(begin)

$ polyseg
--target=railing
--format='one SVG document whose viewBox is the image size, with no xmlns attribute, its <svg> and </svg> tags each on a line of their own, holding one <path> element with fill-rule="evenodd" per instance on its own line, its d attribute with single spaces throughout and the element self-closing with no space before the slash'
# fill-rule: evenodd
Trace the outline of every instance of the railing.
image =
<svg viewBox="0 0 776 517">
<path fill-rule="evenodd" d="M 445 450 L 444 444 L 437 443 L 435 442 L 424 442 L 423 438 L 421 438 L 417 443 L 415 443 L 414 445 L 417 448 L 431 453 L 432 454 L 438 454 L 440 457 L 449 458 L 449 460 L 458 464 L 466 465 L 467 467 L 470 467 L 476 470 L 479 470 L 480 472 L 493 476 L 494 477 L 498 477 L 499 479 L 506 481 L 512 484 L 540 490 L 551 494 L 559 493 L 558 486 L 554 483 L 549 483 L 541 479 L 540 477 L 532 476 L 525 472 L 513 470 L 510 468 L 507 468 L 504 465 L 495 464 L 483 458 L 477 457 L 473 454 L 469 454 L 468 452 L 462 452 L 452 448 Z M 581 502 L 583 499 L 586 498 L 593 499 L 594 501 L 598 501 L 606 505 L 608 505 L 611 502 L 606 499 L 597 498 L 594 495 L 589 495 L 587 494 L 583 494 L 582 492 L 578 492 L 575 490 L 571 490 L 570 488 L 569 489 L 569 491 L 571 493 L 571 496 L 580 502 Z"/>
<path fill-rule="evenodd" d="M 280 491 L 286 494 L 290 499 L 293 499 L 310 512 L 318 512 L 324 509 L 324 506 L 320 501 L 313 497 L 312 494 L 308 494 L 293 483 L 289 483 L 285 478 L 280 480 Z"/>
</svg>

(end)

__Short problem__: Reproduce every item above line for line, with no alterations of any kind.

__Exercise response__:
$ polyseg
--target=railing
--format='one SVG document whose viewBox is the image size, with no xmlns attribute, its <svg> and </svg> tags each on a line of their own, holding one <path> element with fill-rule="evenodd" per instance on its own line, its d attribute with single spaces throughout and the element self-closing with no space before the slash'
# fill-rule: evenodd
Trace the outline of every instance of the railing.
image =
<svg viewBox="0 0 776 517">
<path fill-rule="evenodd" d="M 445 450 L 444 444 L 437 443 L 435 442 L 424 442 L 423 438 L 421 438 L 417 443 L 415 443 L 414 445 L 417 448 L 431 453 L 432 454 L 438 454 L 440 457 L 449 458 L 449 460 L 458 464 L 466 465 L 467 467 L 470 467 L 476 470 L 479 470 L 480 472 L 493 476 L 494 477 L 498 477 L 499 479 L 506 481 L 512 484 L 540 490 L 551 494 L 559 493 L 558 486 L 554 483 L 549 483 L 541 479 L 540 477 L 532 476 L 525 472 L 513 470 L 510 468 L 507 468 L 504 465 L 495 464 L 483 458 L 477 457 L 473 454 L 469 454 L 468 452 L 462 452 L 452 448 Z M 581 502 L 583 499 L 586 498 L 593 499 L 594 501 L 598 501 L 606 505 L 608 505 L 611 502 L 606 499 L 597 498 L 594 495 L 589 495 L 587 494 L 583 494 L 582 492 L 578 492 L 575 490 L 571 490 L 570 488 L 569 489 L 569 491 L 571 493 L 571 496 L 580 502 Z"/>
<path fill-rule="evenodd" d="M 280 491 L 286 494 L 290 499 L 293 499 L 310 512 L 318 512 L 324 509 L 324 506 L 320 501 L 313 497 L 312 494 L 308 494 L 293 483 L 289 483 L 285 478 L 280 480 Z"/>
</svg>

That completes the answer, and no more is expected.